=== Begin Enclosure ===

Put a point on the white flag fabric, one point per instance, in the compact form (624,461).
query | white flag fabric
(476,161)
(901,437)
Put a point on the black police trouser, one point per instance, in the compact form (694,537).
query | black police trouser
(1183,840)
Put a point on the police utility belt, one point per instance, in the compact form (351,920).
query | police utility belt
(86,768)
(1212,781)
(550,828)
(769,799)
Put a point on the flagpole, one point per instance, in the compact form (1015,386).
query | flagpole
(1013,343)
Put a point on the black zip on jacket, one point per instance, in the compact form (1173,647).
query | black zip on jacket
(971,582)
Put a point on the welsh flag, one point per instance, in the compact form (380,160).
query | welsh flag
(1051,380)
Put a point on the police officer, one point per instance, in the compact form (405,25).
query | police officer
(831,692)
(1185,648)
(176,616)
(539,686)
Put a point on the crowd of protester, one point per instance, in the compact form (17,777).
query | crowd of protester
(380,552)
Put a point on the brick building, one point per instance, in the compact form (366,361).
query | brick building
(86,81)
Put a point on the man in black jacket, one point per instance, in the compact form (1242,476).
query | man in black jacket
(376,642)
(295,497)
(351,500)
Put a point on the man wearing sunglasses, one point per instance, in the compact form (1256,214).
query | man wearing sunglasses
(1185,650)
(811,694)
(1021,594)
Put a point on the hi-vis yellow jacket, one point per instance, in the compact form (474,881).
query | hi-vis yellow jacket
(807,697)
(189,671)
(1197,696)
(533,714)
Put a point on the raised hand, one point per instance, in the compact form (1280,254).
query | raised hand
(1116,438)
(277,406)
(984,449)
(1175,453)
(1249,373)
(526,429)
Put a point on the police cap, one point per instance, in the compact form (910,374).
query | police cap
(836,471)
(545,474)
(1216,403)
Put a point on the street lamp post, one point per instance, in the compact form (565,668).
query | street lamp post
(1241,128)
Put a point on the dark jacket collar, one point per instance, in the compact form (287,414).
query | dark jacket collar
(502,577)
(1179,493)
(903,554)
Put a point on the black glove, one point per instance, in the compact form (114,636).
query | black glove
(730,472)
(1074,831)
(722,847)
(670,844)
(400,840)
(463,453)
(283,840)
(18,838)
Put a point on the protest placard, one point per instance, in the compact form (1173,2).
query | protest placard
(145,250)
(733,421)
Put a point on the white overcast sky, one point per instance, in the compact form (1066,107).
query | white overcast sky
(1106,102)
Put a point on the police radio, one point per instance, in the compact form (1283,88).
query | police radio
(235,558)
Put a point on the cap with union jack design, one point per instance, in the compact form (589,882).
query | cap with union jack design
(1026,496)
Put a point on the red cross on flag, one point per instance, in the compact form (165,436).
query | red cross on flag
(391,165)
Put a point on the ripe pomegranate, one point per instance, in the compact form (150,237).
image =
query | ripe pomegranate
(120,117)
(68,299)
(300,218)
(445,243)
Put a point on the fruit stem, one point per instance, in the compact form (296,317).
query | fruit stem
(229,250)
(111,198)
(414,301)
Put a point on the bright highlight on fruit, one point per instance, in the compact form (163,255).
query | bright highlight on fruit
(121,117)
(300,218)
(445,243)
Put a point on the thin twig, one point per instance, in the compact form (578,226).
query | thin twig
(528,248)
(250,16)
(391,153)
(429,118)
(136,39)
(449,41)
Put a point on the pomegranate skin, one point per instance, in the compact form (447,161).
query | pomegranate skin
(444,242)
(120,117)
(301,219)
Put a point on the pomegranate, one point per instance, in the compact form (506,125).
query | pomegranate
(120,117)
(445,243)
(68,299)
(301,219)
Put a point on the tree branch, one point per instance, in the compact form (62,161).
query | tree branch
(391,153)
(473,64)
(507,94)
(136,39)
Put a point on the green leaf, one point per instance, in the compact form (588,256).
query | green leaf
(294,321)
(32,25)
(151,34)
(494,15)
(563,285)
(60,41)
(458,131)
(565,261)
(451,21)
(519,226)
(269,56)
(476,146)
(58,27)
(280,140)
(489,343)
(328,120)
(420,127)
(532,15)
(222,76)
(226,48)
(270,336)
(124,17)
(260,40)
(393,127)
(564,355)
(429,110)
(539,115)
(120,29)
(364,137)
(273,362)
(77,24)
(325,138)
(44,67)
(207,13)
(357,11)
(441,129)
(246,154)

=== End Enclosure ===

> _How to complete this task_: Exact reproduction of the listing above is required.

> _Final answer_:
Put a point on the white flag fabric, one point per instance, in the compact form (624,461).
query | white flag fabric
(476,161)
(901,437)
Put a point on the black police trouser, one point per instance, in the compact form (694,537).
query | black police trouser
(1183,840)
Put a point on the police utility belt, one point per instance, in the compact form (351,920).
query | police utility belt
(86,768)
(1212,781)
(550,828)
(769,799)
Put a point on the flagpole, one point per instance, in the compact form (1015,386).
query | flagpole
(1013,343)
Put a point on the black zip on jacket, one point per instance, in the compact form (1173,647).
query | black zip on jacket
(971,582)
Put a point on the welsh flag, one point per instance, in the compact form (380,160).
query | welsh flag
(1051,380)
Put a point on the police officer, one point per instance, in the compact form (405,25).
query | police officer
(831,692)
(1185,648)
(176,616)
(539,686)
Put a point on the crowd of protester, one point per instance, in the compact form (17,777).
query | crowd of protester
(380,552)
Put a point on the brick building, one point per instance, in the compact form (366,361).
query | brick building
(86,81)
Put a point on the man in black jacket, one point per instance, in the compact form (1242,476).
query | man in black jacket
(376,642)
(295,497)
(351,500)
Put a point on the man wearing sunglasses, one point per instance, in the compact form (1256,214).
query | man wearing sunglasses
(1185,650)
(811,694)
(1021,594)
Put a point on the hi-vis yellow jacket, one point per instance, in the compact form (474,881).
query | hi-vis yellow jacket
(807,697)
(189,671)
(1197,696)
(533,714)
Put a point on the raised hand, one point per instance, in the compact form (1280,254).
query | raised hand
(1116,438)
(277,406)
(984,449)
(1175,453)
(1249,373)
(526,429)
Put a point on the police cap, one point per instance, in the compact form (910,374).
query | police cap
(836,471)
(545,474)
(1216,403)
Put a point on the street lamp post, one point per instance, in the compact form (565,668).
query | street lamp post
(1241,128)
Put a point on the dark jacket collar, one point per instance, in the compact form (287,414).
query | dark jacket collar
(502,577)
(1179,493)
(903,554)
Put a point on the black glove, one point per instance, in the compact form (114,636).
query | black glove
(730,472)
(1074,831)
(722,847)
(670,844)
(400,840)
(463,453)
(283,840)
(18,838)
Put a point on the protest placard, one point per instance, in the compact form (1173,2).
query | protest placard
(145,250)
(733,421)
Put a point on the white overcast sky, one point per instance, in the compact form (1066,107).
query | white overcast sky
(1106,102)
Put a point on the police radio, one point per instance, in the compact form (1283,88).
query | police radio
(235,558)
Put a point on the cap with union jack design, one point per instance, in the compact form (589,882).
query | cap with union jack design
(1026,496)
Put a point on the red cross on flag, one point per instance, in the compact form (165,436).
query | red cross on flag
(391,165)
Put a point on the ripe pomegranate, one point per instance, in the compact form (150,237).
image =
query | ripe pomegranate
(120,117)
(68,299)
(300,218)
(445,243)
Put a point on the fruit stem, one point per instance, in the compact form (296,317).
query | fruit stem
(229,250)
(111,198)
(414,301)
Put a point on the bright highlight on fruit, one point per instance, in the compact form (163,255).
query | bright highlight on fruit
(121,117)
(300,218)
(445,243)
Put a point on the thin twig, one point per instance, in the compact form (578,226).
query | thin twig
(528,248)
(250,16)
(391,153)
(429,118)
(136,39)
(449,41)
Put a point on the pomegranate skin, one point per instance, in the compact form (447,161).
query | pomegranate skin
(444,242)
(120,117)
(301,219)
Put a point on the pomegranate, one point per instance, in the compact form (506,125).
query | pomegranate
(120,117)
(445,243)
(68,299)
(301,219)
Put a point on the tree branch, one point per instance, in the compact form (62,161).
query | tree branch
(391,153)
(473,64)
(507,94)
(136,39)
Put a point on the green leaf, one point per instance, in the compact form (588,256).
query | green leaf
(294,321)
(32,25)
(151,34)
(494,15)
(563,285)
(60,41)
(458,131)
(565,261)
(451,21)
(519,226)
(269,56)
(476,146)
(58,27)
(280,140)
(489,343)
(328,120)
(420,127)
(532,15)
(222,76)
(226,48)
(270,336)
(124,17)
(260,40)
(393,127)
(564,355)
(429,110)
(539,115)
(120,29)
(364,137)
(273,362)
(77,24)
(325,138)
(44,67)
(207,13)
(357,11)
(441,129)
(246,154)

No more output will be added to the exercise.